[Stored data entries]
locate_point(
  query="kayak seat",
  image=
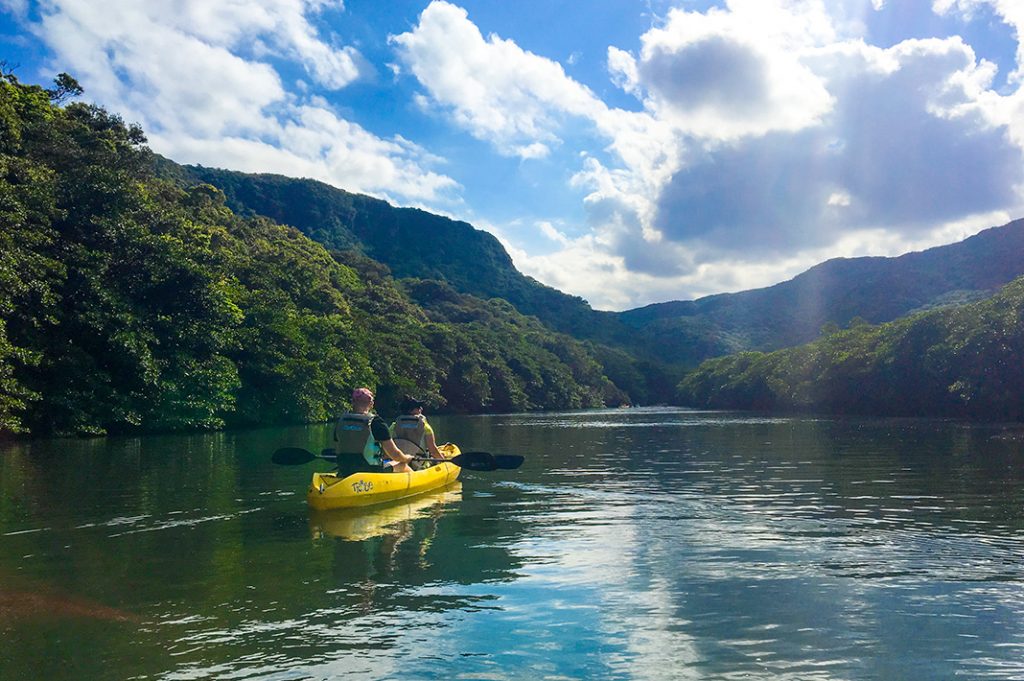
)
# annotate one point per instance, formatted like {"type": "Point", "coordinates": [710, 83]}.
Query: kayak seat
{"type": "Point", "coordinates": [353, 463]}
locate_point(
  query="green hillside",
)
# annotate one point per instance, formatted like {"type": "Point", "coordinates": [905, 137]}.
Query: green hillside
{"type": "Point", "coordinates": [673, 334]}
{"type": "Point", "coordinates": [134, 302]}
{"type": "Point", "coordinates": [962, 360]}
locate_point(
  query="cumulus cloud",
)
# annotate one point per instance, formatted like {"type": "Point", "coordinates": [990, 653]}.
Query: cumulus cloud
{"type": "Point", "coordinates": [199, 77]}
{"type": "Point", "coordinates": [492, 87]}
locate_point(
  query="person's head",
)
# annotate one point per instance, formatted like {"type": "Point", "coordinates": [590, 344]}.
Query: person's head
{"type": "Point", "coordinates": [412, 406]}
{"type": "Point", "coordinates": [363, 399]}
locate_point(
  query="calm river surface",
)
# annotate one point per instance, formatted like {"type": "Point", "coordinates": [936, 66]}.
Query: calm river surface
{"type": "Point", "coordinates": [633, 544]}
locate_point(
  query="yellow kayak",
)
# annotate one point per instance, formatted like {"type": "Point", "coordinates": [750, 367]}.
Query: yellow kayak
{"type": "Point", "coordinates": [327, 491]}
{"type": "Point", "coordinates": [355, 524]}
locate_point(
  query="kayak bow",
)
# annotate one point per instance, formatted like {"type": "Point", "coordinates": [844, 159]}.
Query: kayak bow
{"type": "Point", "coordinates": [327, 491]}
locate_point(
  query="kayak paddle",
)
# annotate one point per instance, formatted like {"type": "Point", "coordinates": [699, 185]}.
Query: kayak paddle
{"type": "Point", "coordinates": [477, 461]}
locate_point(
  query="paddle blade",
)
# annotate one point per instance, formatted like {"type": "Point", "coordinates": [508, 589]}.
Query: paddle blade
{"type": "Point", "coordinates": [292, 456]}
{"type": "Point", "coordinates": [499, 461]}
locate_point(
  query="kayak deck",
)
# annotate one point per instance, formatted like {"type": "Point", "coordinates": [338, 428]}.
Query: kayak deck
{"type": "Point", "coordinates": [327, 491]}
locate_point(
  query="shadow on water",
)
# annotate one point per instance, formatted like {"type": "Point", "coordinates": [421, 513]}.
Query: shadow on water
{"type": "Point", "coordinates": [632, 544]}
---
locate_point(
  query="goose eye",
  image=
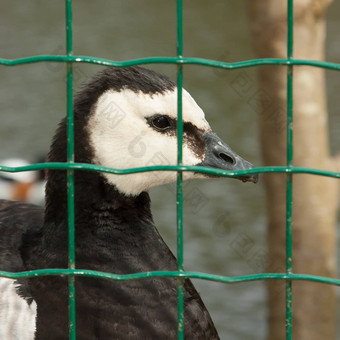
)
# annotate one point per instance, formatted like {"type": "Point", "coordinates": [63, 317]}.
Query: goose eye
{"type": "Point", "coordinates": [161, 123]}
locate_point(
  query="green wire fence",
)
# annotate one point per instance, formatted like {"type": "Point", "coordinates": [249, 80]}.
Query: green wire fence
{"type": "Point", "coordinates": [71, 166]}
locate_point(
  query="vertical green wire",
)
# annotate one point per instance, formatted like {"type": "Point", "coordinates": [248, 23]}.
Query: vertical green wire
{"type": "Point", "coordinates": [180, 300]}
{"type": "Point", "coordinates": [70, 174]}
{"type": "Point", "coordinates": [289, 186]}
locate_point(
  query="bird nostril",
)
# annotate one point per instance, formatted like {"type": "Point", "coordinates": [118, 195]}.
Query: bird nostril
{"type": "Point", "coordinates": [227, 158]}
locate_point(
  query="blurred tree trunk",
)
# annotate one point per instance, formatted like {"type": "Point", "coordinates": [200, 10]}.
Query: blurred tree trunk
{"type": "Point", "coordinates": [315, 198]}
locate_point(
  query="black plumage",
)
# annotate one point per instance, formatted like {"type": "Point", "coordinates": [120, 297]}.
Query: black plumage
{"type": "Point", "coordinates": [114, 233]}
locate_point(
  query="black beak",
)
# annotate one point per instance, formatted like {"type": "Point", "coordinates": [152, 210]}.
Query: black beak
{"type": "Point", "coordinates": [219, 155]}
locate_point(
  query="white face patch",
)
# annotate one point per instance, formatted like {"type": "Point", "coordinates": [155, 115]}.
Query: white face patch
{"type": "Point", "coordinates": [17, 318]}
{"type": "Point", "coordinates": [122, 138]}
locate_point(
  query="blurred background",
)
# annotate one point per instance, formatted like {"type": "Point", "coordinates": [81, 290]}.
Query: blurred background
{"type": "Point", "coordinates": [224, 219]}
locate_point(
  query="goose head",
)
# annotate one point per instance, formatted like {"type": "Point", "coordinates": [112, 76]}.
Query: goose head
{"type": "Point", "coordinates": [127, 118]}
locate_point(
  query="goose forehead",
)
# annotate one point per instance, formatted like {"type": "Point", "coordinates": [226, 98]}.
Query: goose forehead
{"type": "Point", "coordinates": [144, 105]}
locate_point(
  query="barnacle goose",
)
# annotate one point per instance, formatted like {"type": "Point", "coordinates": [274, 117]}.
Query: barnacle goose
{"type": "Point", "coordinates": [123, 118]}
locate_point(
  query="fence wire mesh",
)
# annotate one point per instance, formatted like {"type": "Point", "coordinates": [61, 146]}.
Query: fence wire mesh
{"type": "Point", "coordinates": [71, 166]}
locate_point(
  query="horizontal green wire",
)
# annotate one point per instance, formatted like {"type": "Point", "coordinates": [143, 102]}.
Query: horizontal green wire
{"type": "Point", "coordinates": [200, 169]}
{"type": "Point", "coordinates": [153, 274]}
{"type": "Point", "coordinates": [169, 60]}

_WRITTEN PROBLEM:_ Find every line in the items above that contains the word "cumulus", and copy each one out.

_COMPLETE OUTPUT:_
  query="cumulus cloud",
Query: cumulus cloud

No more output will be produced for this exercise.